Collection entries
>>>
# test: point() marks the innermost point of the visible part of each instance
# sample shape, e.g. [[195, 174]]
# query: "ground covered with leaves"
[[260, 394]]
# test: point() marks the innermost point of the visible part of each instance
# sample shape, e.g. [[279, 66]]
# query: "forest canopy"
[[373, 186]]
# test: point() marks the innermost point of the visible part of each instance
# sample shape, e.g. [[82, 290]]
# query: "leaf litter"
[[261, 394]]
<<<
>>>
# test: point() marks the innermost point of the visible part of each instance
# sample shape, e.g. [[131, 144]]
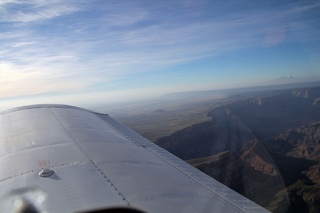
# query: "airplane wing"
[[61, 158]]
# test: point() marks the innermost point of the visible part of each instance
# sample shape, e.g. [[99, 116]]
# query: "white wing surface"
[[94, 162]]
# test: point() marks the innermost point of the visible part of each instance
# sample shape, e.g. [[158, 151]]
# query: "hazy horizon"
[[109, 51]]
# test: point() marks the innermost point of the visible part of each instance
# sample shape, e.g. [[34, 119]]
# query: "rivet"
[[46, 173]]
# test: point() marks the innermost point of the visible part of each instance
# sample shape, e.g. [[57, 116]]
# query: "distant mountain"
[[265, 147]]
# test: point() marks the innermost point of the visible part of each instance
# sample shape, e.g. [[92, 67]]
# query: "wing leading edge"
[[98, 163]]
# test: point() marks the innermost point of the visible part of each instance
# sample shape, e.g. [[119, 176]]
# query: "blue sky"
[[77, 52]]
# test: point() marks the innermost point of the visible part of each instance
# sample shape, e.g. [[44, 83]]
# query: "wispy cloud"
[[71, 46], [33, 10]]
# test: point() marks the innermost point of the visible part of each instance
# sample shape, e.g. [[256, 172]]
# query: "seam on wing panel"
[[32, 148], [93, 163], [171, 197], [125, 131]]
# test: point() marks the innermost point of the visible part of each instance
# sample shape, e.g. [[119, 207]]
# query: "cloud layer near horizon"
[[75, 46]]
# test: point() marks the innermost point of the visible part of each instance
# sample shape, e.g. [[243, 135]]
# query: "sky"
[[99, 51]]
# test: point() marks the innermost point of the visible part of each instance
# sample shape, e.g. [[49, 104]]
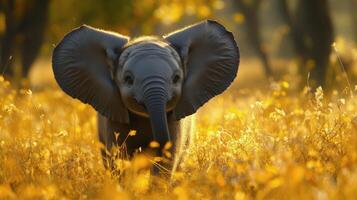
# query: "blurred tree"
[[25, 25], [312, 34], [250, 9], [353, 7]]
<<<
▶ **What to work on**
Take the entries above and return only the lines from the one with "# sample shape, e.g. [[99, 116]]" to the one with "# sample shape, e.g. [[34, 119]]", both included, unchanged.

▶ **Answer space**
# sample shape, e.g. [[99, 116]]
# query: "white wing surface"
[[94, 162]]
# test: point() marks the innermost point of the visible part of each instance
# sample shape, e.g. [[158, 151]]
# query: "hazy horizon"
[[109, 51]]
# test: point() marks the innermost point of the visible part of each instance
# sample shape, e.g. [[34, 119]]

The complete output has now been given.